Exercise material:
** begin **
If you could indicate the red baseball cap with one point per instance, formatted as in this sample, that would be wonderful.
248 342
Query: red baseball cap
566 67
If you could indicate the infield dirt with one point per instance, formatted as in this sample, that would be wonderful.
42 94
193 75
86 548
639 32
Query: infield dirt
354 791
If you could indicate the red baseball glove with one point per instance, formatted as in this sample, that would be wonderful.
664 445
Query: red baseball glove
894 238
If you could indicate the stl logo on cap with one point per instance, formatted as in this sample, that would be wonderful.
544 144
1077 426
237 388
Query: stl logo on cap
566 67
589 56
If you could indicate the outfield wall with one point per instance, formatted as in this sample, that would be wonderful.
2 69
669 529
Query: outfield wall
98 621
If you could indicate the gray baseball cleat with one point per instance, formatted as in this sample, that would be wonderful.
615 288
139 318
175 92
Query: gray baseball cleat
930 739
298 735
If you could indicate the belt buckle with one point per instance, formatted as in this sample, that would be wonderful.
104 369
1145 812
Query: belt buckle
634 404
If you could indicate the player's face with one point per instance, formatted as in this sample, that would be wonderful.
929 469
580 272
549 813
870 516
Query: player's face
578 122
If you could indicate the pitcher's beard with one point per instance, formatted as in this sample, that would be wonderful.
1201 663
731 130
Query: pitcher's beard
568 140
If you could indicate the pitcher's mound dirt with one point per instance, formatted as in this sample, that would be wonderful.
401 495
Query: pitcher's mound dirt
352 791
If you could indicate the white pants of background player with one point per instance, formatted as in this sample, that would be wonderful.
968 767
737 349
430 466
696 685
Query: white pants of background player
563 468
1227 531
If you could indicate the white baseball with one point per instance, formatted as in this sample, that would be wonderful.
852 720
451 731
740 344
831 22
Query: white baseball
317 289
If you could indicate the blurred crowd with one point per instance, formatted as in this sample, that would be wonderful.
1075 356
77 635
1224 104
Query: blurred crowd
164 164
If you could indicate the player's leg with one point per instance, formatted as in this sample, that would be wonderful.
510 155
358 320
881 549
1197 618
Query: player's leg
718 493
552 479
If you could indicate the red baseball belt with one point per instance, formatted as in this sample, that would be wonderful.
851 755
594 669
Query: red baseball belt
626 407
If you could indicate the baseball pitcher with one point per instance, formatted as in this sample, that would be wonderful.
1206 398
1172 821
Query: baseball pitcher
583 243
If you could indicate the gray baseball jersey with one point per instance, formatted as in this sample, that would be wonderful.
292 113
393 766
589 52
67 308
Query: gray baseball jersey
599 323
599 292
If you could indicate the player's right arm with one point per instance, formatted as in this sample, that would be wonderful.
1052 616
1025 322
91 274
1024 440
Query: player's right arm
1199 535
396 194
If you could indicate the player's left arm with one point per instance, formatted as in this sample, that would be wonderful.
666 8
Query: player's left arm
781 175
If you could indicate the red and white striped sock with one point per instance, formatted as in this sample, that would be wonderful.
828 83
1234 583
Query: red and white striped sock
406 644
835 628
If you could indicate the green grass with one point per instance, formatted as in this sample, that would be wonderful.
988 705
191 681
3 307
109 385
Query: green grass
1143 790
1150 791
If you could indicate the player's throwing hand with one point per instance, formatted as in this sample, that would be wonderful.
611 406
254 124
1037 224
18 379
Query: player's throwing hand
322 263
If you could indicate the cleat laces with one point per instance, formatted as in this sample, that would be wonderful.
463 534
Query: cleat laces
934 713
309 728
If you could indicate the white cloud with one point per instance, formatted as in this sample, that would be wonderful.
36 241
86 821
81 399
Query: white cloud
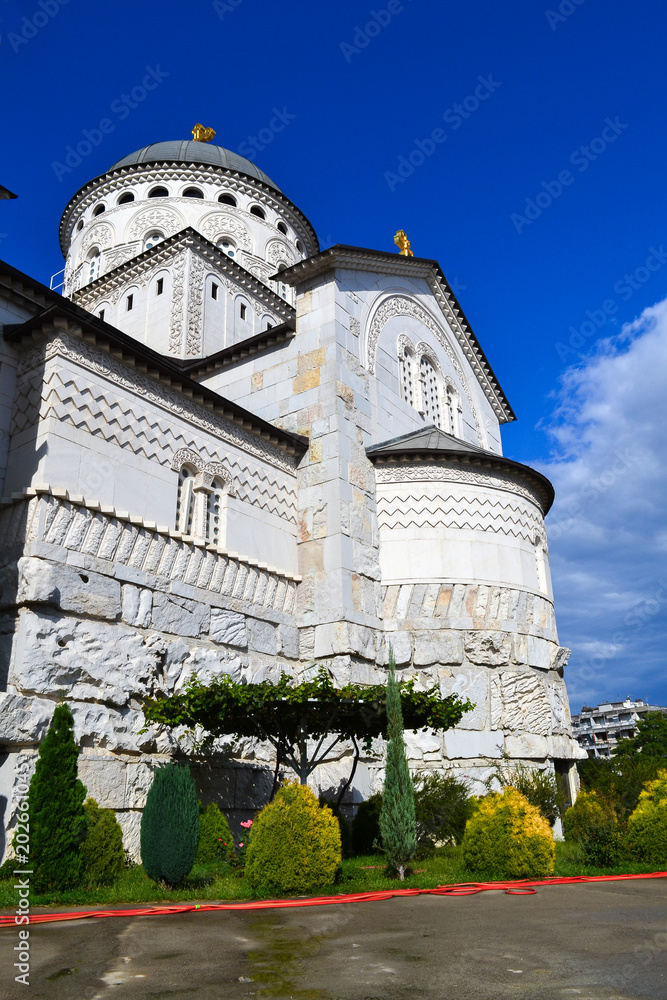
608 527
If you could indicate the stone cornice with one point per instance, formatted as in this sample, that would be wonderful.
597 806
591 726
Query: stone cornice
165 250
378 261
105 184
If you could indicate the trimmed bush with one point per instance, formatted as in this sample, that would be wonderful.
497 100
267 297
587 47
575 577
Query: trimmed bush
170 825
294 844
442 808
215 838
647 827
592 822
507 837
102 851
366 826
55 807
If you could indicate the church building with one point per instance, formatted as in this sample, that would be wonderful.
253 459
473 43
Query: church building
224 450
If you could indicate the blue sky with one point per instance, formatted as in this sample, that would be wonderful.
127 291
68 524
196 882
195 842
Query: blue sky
542 196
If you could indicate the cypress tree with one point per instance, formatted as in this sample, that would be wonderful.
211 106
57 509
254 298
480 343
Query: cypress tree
170 825
55 801
397 817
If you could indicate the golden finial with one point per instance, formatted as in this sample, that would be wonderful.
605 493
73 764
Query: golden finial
202 134
401 241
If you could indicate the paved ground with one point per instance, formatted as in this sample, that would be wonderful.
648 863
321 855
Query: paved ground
584 942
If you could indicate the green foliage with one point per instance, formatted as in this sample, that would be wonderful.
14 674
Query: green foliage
289 715
102 851
650 738
539 787
647 826
366 826
619 780
215 838
442 809
592 822
294 844
170 825
397 816
507 837
55 808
** end **
Task objective:
Starting at the line containing "If you could indicate the white cloud", write out each line through the last one in the listing above, inclusive, and nothing else. Pictures are excluded from the copy.

Right answer:
If you could indicate the white cloud with one point per instance, formatted as in this sample, that would be wonderful.
36 241
86 821
81 399
Query: white cloud
608 527
If you could indicate the stone cornice with one point per instance, formatted as in this sample, that would be wonderful.
597 806
591 726
Query: stone cornice
165 250
378 261
105 184
If you could indicate the trimmed bush with one point per instance, formatted as in this sample, that would be wonderful.
497 100
267 297
587 47
575 577
Query: trimmed bush
170 825
294 844
442 808
215 838
647 827
592 822
507 837
102 851
366 826
55 807
If you could indicate the church building with one point per instance, formatted as in this sample, that would be wonderful.
253 459
473 43
Query: church building
224 450
If you could indicate the blue sky with one point per instance, formatted as in this sample, that would be wonderful.
127 291
68 524
196 882
195 842
Query: blue sky
542 196
If you could indicate the cypress tree with one point per instance, formatted as in this sample, that would be wonderful.
211 106
57 509
254 298
480 343
Query: cypress tree
170 825
55 801
397 817
If you could indicate the golden finial with one point per instance, formatted as in this sample, that would be wonderful.
605 493
73 764
Query: golden finial
202 134
401 241
If you could indicate the paved ground with one point per instance, formatted as in this sample, that would be wonderful.
648 863
321 855
Query: paved ground
584 942
If you could indicate the green foliage with one point per instance, formatted as in this sample, that would be wonderful.
14 674
Query: green foliage
289 715
102 851
650 738
539 787
647 826
366 826
619 780
215 838
442 809
592 822
294 844
170 825
397 816
507 837
55 808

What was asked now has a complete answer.